▶ **Tasks and exercises**:
A – List every city or country named in the post about reading Chinese signs.
B – In the post about reading Chinese signs, what did Winnie say the sign on the side of the new downtown social club means?

▶ **Extracted text**:
-- Start --

There’s an increasing opportunity for the curious among us to learn about the Chinese language as the number of newcomers to Charlottetown from Taiwan and China increases every day.

I’m used to learning new programming languages, and programming languages tend to be logical and to follow similar rules; today’s Chinese, like today’s English, is the process of hundreds of years of evolution, so isn’t necessarily logical at all.

So Chinese writing is like a big complicated puzzle to me; but, with help from my Chinese-writing friends, I’m gradually beginning to parse it apart. Take this sign, for example:

Tea House

The sign is on the side of the new downtown social club and I had no idea what it meant. I tried writing the characters into my iPod touch, but to no avail; no matter how carefully I drew out the characters, I could never get the iPod to match what I saw on the sign.

What I really wanted was a “take a photo of Chinese characters, upload it, and get back English” service, like Google Goggles for Chinese (it doesn’t support Chinese yet itself), but none of those I tried worked.

Finally, I fell back to where I should have started: I asked my friend Winnie at Tai Chi Gardens and she told me, quickly and with a smile, that it means “China Town.”

And, according to Google Translate, she’s exactly right.

(Interestingly enough, when I handed my iPod Touch to Winnie and let her write in the Chinese for the first character, it recognized what she wrote on the first go even though, to both her eyes and mine, we created almost exactly the same shapes).

The sign on the door with hours was a little easier to parse apart:

Tea House Hours

For this sign the Days of the Week in Chinese page was a big help, specifically:

The modern Chinese names for the days of the week are based on a simple numerical sequence. The word for ‘week’ is followed by a number indicating the day: ‘Monday’ is literally ‘week one’, ‘Tuesday’ is ‘week two’, etc.

-- End --

(Saved data entries)

-- Start --

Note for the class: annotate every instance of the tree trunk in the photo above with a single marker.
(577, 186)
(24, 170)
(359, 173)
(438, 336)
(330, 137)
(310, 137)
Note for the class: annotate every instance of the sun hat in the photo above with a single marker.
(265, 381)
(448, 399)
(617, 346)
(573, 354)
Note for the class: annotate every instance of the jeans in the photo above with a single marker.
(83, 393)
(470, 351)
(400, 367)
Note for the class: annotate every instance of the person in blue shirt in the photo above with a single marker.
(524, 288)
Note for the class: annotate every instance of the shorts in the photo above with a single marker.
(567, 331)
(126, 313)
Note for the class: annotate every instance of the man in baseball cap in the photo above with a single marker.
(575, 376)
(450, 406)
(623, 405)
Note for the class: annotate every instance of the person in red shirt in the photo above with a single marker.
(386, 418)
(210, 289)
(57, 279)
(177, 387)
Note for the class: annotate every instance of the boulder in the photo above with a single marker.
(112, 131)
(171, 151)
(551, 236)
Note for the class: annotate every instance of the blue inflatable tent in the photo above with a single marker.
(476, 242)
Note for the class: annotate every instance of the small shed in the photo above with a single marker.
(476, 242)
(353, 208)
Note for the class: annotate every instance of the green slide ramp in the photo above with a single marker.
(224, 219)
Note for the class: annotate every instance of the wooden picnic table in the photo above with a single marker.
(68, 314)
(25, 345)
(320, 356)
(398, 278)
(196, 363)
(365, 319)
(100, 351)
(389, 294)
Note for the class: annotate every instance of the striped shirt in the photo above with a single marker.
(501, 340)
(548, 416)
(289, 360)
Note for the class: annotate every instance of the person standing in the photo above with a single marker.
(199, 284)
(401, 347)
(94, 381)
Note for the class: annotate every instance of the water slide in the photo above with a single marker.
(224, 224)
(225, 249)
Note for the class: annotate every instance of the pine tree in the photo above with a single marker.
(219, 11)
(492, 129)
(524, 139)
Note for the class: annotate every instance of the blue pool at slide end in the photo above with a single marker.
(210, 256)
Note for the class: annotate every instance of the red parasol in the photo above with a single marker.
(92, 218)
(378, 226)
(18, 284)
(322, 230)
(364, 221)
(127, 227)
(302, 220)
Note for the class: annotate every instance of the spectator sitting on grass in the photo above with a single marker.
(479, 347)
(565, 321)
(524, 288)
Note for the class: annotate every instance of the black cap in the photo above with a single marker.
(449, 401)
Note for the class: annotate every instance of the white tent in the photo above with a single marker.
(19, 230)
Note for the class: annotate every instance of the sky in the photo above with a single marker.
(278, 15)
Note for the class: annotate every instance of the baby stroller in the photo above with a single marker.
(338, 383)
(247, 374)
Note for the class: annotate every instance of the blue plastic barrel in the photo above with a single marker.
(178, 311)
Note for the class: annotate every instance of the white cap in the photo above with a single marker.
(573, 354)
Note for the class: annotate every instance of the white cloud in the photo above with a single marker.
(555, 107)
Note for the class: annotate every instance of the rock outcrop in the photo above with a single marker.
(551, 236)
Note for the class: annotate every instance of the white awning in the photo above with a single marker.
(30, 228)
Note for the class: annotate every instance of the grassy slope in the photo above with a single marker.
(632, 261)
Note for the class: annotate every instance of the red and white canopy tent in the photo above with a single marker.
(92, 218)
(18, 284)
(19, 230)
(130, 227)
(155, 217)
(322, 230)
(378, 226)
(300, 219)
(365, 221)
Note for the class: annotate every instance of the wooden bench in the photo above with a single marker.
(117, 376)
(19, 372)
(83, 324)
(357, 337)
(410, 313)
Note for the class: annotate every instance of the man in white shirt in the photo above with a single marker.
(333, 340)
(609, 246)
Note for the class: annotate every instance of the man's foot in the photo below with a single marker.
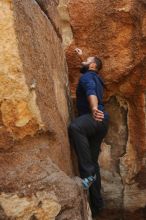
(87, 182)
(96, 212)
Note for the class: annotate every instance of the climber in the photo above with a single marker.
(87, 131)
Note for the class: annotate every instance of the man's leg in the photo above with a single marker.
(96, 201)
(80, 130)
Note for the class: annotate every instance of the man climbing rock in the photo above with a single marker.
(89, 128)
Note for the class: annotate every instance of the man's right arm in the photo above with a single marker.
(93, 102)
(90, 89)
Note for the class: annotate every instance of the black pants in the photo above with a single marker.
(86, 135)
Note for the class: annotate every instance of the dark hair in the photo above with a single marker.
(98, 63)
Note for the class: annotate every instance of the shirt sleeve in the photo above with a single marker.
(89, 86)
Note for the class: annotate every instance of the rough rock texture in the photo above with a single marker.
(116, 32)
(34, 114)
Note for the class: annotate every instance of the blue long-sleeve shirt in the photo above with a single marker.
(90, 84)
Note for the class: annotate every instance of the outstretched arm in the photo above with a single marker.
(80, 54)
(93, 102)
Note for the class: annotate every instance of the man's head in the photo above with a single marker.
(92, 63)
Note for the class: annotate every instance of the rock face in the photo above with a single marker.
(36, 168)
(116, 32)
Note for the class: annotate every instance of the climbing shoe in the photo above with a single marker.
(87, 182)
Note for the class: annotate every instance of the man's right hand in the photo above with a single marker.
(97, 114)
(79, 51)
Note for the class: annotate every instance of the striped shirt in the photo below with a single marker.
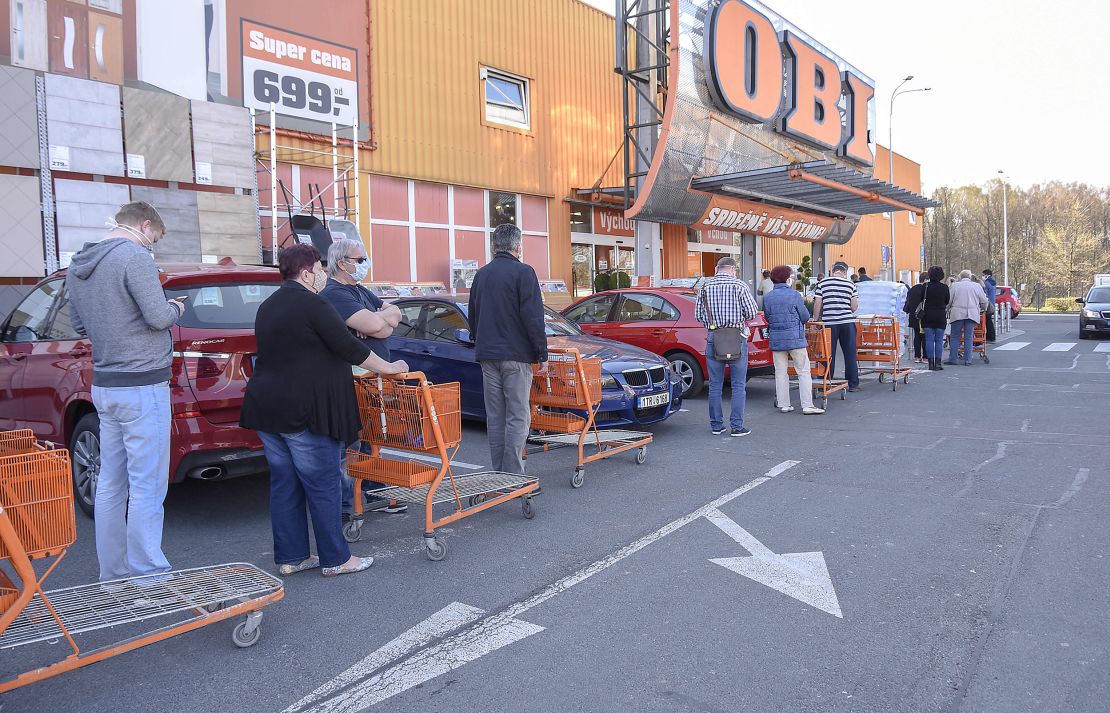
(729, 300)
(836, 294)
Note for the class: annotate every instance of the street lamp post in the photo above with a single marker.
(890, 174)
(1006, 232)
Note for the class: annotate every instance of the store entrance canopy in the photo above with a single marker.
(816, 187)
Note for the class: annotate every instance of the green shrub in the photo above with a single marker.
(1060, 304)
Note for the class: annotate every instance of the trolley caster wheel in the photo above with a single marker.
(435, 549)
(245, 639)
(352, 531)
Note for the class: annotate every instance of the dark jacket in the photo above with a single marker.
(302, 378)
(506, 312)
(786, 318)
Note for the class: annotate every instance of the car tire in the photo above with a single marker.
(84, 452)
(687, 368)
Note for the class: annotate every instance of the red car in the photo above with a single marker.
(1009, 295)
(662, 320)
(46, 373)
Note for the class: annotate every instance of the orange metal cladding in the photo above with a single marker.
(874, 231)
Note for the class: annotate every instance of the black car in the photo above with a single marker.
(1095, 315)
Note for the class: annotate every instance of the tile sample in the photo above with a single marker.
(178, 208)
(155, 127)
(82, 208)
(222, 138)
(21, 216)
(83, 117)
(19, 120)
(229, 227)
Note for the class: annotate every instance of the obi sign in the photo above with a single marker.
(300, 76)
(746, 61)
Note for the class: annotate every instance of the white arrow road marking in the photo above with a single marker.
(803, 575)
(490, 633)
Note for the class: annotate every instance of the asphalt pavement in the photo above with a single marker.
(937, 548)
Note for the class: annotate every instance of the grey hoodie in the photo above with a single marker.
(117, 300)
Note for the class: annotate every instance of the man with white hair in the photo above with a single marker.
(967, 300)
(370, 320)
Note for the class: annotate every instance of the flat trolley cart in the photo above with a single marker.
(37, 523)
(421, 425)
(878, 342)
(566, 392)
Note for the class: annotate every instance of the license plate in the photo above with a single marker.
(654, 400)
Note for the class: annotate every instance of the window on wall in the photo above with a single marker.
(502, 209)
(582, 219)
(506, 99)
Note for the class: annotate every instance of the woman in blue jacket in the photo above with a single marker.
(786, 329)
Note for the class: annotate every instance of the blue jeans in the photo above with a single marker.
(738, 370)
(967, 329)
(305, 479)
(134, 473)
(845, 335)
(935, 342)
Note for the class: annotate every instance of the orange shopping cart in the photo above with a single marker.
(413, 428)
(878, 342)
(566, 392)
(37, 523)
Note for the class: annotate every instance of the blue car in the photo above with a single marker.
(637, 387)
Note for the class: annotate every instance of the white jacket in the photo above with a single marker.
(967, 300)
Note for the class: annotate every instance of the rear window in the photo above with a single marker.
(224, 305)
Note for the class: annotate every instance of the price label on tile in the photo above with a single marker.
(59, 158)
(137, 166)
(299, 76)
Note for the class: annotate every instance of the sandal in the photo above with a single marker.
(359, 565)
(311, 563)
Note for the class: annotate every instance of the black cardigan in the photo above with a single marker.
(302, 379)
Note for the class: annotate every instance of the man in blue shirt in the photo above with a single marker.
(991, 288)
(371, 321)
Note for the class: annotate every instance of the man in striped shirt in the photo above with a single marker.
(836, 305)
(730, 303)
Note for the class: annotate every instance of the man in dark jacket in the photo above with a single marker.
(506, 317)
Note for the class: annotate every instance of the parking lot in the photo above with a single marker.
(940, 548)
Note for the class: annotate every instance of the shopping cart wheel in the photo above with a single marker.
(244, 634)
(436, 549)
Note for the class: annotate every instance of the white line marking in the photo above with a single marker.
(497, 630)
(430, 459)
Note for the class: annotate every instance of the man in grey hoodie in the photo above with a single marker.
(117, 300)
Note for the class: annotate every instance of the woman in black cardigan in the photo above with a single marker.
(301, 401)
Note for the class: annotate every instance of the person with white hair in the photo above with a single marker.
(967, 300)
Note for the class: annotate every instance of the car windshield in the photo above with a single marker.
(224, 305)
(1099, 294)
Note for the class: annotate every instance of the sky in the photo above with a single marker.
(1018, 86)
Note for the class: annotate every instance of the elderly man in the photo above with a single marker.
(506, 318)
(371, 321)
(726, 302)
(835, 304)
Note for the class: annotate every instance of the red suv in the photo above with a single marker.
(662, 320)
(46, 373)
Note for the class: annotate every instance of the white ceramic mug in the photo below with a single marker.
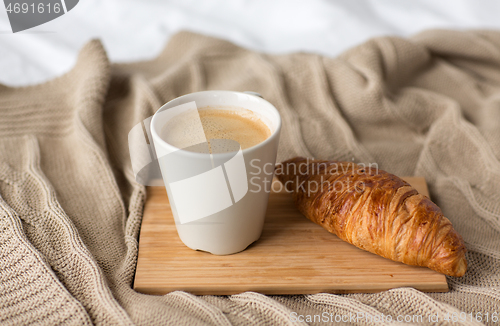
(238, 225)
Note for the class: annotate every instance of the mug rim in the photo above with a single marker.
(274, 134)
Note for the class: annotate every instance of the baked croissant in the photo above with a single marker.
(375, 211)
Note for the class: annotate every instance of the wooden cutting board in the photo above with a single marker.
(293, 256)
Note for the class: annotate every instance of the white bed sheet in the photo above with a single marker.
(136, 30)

-- End --
-- Start --

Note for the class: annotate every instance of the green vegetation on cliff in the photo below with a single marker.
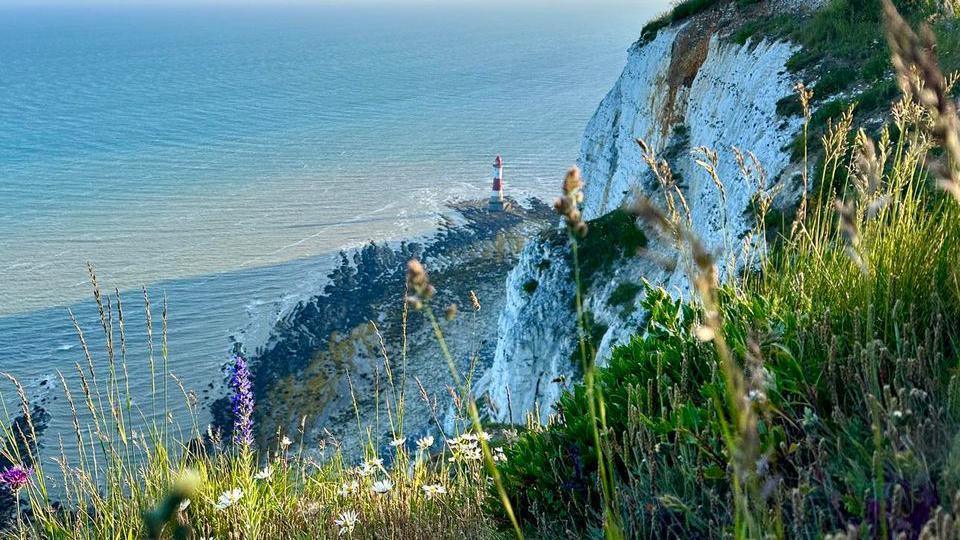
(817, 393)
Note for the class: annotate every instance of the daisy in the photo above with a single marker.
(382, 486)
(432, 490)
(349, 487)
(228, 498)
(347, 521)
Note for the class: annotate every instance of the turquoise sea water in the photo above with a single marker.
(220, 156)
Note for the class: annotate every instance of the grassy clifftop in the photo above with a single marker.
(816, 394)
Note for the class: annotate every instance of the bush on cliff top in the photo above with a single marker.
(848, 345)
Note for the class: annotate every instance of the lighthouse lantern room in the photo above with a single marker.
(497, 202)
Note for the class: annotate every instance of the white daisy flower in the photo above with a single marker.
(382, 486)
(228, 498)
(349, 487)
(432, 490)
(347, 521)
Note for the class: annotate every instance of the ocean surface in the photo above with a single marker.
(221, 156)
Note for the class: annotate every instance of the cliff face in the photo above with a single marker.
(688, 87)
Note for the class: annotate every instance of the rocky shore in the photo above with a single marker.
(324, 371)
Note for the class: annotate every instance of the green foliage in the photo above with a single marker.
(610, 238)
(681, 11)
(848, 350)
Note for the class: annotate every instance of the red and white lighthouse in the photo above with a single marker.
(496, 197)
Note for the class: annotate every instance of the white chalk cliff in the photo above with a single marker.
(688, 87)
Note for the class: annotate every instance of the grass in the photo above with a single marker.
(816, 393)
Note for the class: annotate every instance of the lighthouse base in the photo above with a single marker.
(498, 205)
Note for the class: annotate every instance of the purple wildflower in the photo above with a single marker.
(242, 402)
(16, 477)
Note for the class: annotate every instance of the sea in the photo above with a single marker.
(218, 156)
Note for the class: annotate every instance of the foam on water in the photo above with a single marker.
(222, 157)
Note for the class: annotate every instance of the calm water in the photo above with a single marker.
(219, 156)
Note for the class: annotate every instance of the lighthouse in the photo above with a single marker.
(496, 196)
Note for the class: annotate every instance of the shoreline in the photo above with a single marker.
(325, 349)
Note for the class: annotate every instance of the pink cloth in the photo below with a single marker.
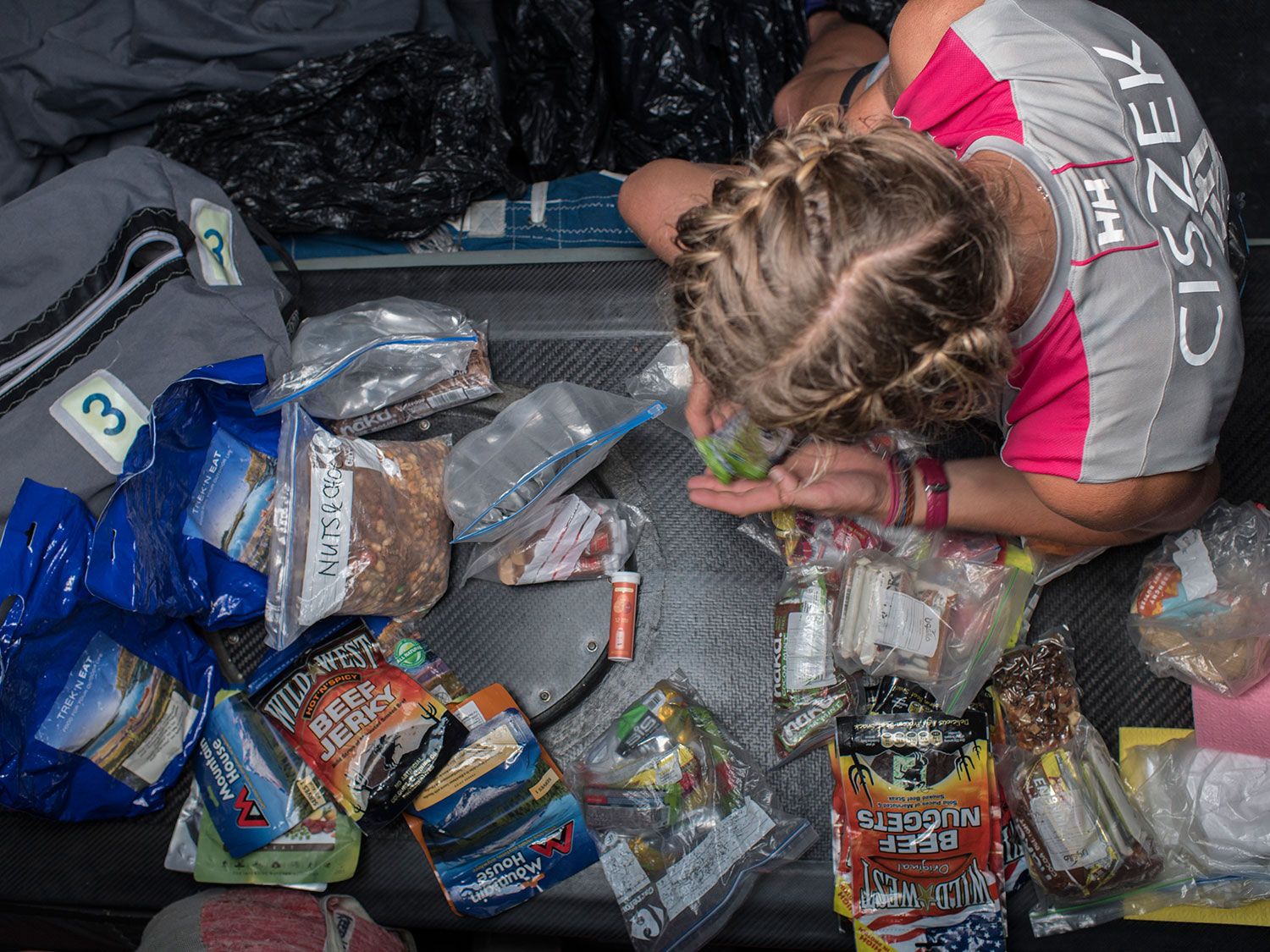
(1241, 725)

-- End --

▶ **Per-task outputs**:
A – Charlottetown, Taiwan, China

B – It means "China Town."